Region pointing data
------------

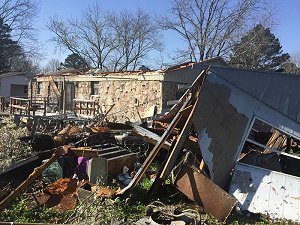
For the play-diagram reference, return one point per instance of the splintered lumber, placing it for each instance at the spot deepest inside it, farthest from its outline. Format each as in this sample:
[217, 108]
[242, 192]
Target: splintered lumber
[149, 136]
[153, 153]
[168, 166]
[32, 177]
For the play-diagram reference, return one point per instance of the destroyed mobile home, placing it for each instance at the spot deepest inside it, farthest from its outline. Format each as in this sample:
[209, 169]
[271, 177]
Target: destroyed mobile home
[232, 141]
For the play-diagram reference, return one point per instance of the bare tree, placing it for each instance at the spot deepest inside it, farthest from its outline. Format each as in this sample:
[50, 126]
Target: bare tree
[209, 26]
[135, 36]
[19, 15]
[52, 66]
[109, 41]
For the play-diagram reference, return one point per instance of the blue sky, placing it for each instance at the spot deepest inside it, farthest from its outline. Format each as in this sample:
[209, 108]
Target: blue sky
[287, 17]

------------

Aim of the exercise
When you copy the entries above, keep every word exactly and omit the images.

Answer to this problem
For the play-diagram reference, return one point per instance of the splintered lumber, placing it for each instance at the spot deepest inside it, farthest from its outline. Format each as in this sample:
[217, 108]
[242, 192]
Target: splintered lumber
[149, 136]
[153, 153]
[168, 166]
[32, 177]
For the play-diagram reference, return one point per instance of the destroyed mobile home, placing it for each instance at the spot deepest inside it, farthest from its outline. Format each as in this sample:
[209, 169]
[271, 177]
Target: destroyed mobile home
[232, 141]
For the play-diagram reference, return one point per instance of the bare tree, placing it for each instance at the spot deepest inside it, farthest from its outline. Format each as in this sample:
[50, 126]
Target: bare tree
[209, 26]
[135, 36]
[19, 15]
[52, 66]
[109, 41]
For the play-diagram reference, return one point per instance of the blue sky, placing it for each instance at the spot deepest inside it, farthest from its outline. Format each as in this sample:
[209, 108]
Target: blue sky
[287, 17]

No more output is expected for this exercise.